## Text passage
There are also the good men. Kishan, the handicrafts entrepreneur who strives to empower women through education and financial independence.  Then there’s the boy who loves Janki and comes to see her even after she is married. He sees her leading an unhappy life and longs for her. So this is why I love the director. On one hand she created a monster like Gulab who is busy using his mother’s hard-earned money to stock up debt at a brothel and on the other, there is a boy who is ready to marry a girl he loves who has already lost her virginity. And even Raju who works at the dance tent with Bijli tells her, “You should value yourself.” It’s true isn’t it? We’re always doing that to ourselves, putting ourselves down, thinking we are undeserving of all that is handed to us, refusing to ask for anything more from the world.

You know what did disappoint me, was the visuals of the location. With a title like ‘Parched’, I was expecting more rawness of the dry landscape that is Rajasthan. I do not think the director did justice to the physical landscape. You don’t get a sense of an arid land or poverty in the appearances of the huts and the village overall. But otherwise the essence of a truly parched spirit and body has been captured wonderfully. The crux of it comes through in a pivotal scene where Rani tenderly wipes at Lajjo’s wounds inflicted by her husband. Tannishta Chatterjee who plays Rani does a superb job of evoking curiosity in Lajjo’s nakedness. In that soft moment, when there is darkness in the hut and a ray of sunlight peeking in on them from above, Lajjo touches Rani back and that’s the moment when you feel it, the plight of a woman who hasn’t been touched in years, her hunger and thirst all culminating into that one delicate shudder.

Okay so now for the big scene, the ‘controversial’ love-making scene between Lajjo and the mystical lover played by Adil Hussain. To actually appreciate the passion in this scene, we must understand Lajjo more. Here is a woman who has been blamed for being infertile and has never received an ounce of affection from her husband. She demands that she has a right to happiness and wants to pluck it for herself. So vehement is this desire for a child that she is willing to overlook the sin of adultery in order to know if she is capable of bearing a child. I love the way she sees the lover in the cave and then quickly goes, covers her face, lies down and spreads her legs wide. Because you see, she has only experienced sex as an act of procreation, not carnal pleasure. If you watch the scene in this context, you are sure to be aroused by a woman experiencing an orgasm for the first time. I could relate to Apte’s anger at the interviewer who took something so beautiful and broke it. Because if there is one thing that is deeply ingrained in the Indian psyche, it is that nudity and sex are dirty, and used purely as commercial tools in Bollywood.

## Action item A
In the film review, why does Lajjo cover her face, lie down and spread her legs wide when she sees the lover in the cave? Answer in one to three sentences.
## Action item B
Please duplicate the part of the film review starting with "There are also" and going on through "from the world.".

## The data
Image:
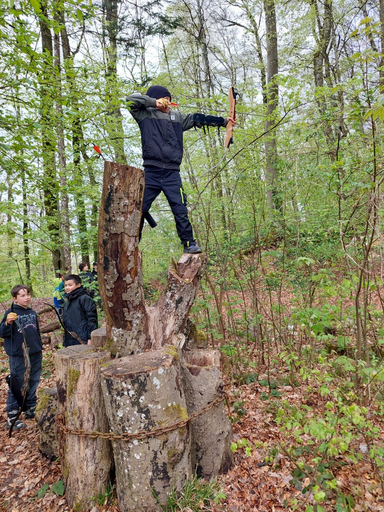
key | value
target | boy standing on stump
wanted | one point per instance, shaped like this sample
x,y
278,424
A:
x,y
21,321
162,145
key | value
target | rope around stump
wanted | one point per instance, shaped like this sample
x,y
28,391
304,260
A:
x,y
141,434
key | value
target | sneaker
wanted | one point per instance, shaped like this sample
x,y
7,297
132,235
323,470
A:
x,y
17,426
30,413
192,248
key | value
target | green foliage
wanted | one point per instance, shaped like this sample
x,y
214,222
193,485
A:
x,y
57,488
105,498
197,495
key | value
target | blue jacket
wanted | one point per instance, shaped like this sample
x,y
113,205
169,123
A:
x,y
162,134
79,315
13,338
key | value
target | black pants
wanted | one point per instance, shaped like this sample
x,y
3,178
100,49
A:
x,y
169,182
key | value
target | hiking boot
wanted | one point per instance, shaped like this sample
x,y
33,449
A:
x,y
17,426
191,248
30,413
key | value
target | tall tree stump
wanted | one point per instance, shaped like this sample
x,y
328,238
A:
x,y
141,393
46,411
131,325
119,265
211,432
87,461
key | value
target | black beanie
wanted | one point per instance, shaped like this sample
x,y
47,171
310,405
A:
x,y
158,91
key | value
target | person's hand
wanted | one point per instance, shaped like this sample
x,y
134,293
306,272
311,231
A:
x,y
163,105
233,120
11,317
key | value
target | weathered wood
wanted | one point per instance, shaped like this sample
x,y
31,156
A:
x,y
87,461
52,326
46,410
212,431
169,316
99,337
62,360
119,266
142,392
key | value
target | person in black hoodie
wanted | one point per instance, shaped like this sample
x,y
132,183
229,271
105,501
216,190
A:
x,y
79,312
162,147
21,315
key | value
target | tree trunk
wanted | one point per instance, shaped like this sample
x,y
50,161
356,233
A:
x,y
170,313
142,392
114,121
211,432
48,140
87,461
64,201
119,264
272,104
131,326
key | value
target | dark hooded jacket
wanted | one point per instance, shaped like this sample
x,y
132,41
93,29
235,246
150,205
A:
x,y
13,337
162,134
79,315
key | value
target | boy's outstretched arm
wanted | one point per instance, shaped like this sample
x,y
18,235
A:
x,y
137,103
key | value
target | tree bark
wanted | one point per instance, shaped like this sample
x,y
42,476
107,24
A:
x,y
87,461
211,432
119,265
142,392
132,326
170,313
48,140
272,95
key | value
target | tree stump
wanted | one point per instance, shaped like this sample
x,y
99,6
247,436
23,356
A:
x,y
132,326
143,392
87,461
46,411
211,432
119,275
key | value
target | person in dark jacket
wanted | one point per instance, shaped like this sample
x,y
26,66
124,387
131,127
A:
x,y
79,312
21,316
162,146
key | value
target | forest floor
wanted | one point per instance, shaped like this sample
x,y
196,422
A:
x,y
261,479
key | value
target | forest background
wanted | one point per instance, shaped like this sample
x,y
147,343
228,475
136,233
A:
x,y
290,215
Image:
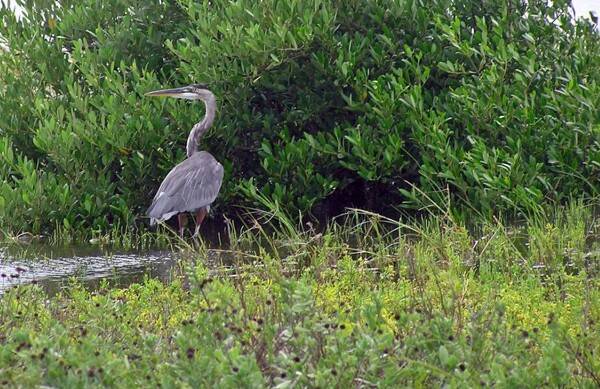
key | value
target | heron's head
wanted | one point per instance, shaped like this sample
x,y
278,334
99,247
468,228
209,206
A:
x,y
190,92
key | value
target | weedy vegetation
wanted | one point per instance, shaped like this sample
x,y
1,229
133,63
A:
x,y
370,302
476,121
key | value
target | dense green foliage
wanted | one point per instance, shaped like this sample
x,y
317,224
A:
x,y
423,305
323,104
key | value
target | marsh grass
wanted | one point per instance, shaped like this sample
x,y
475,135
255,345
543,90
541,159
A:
x,y
367,301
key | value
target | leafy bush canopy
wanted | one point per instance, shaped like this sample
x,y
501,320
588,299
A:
x,y
323,104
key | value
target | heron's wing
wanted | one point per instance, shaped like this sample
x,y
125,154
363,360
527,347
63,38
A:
x,y
192,184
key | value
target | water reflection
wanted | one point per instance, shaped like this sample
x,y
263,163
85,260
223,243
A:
x,y
53,267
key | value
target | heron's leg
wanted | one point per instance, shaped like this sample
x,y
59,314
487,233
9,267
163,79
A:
x,y
182,222
200,215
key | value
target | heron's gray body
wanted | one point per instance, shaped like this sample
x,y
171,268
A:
x,y
189,186
193,184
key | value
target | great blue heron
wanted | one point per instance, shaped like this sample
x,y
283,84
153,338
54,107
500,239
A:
x,y
193,184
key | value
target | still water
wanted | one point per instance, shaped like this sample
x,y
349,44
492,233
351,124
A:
x,y
52,267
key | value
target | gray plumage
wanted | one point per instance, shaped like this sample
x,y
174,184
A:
x,y
192,185
189,186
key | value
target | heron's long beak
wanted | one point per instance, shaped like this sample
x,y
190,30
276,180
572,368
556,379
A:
x,y
176,92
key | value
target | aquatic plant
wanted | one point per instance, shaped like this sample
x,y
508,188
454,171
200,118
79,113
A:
x,y
372,302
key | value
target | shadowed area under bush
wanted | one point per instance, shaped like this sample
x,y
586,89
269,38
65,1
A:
x,y
323,104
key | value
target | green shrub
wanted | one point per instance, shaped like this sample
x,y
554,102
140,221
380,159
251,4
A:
x,y
493,103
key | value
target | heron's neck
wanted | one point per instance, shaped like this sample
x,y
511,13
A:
x,y
200,128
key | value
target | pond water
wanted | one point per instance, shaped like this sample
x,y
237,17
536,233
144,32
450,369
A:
x,y
53,267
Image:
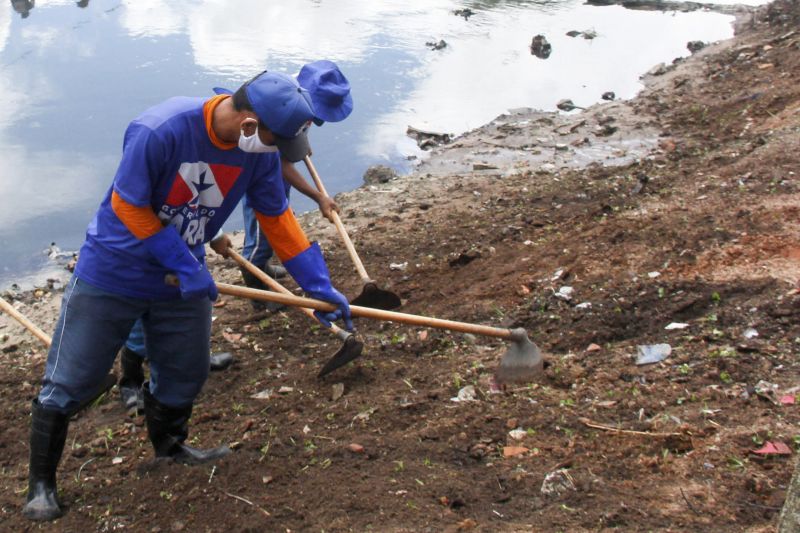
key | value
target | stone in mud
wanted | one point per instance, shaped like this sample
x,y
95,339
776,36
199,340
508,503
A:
x,y
695,46
540,47
379,174
428,139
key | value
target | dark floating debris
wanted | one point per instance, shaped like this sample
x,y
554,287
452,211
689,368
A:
x,y
567,105
695,46
540,47
587,34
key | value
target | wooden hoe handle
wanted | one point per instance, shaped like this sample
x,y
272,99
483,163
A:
x,y
30,326
366,312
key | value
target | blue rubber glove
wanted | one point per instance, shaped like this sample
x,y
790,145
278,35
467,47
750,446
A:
x,y
170,250
310,272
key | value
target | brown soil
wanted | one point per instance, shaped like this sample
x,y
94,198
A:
x,y
716,218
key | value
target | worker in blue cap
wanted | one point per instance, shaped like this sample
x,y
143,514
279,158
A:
x,y
186,163
330,95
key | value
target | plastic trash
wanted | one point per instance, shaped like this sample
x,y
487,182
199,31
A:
x,y
652,353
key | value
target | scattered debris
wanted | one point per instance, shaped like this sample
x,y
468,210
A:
x,y
695,46
265,394
518,434
466,394
676,325
652,353
565,293
773,448
557,483
768,391
355,447
379,174
428,139
514,451
587,34
337,391
540,47
567,105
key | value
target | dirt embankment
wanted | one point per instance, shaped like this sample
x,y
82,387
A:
x,y
690,220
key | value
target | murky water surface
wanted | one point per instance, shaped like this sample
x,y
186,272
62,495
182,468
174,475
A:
x,y
73,74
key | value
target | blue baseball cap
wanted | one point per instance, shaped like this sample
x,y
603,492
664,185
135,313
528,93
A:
x,y
286,109
329,90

## Task result A
She has only experienced sex as an act of procreation, not as carnal pleasure.

## Task result B
There are also the good men. Kishan, the handicrafts entrepreneur who strives to empower women through education and financial independence.  Then there’s the boy who loves Janki and comes to see her even after she is married. He sees her leading an unhappy life and longs for her. So this is why I love the director. On one hand she created a monster like Gulab who is busy using his mother’s hard-earned money to stock up debt at a brothel and on the other, there is a boy who is ready to marry a girl he loves who has already lost her virginity. And even Raju who works at the dance tent with Bijli tells her, “You should value yourself.” It’s true isn’t it? We’re always doing that to ourselves, putting ourselves down, thinking we are undeserving of all that is handed to us, refusing to ask for anything more from the world.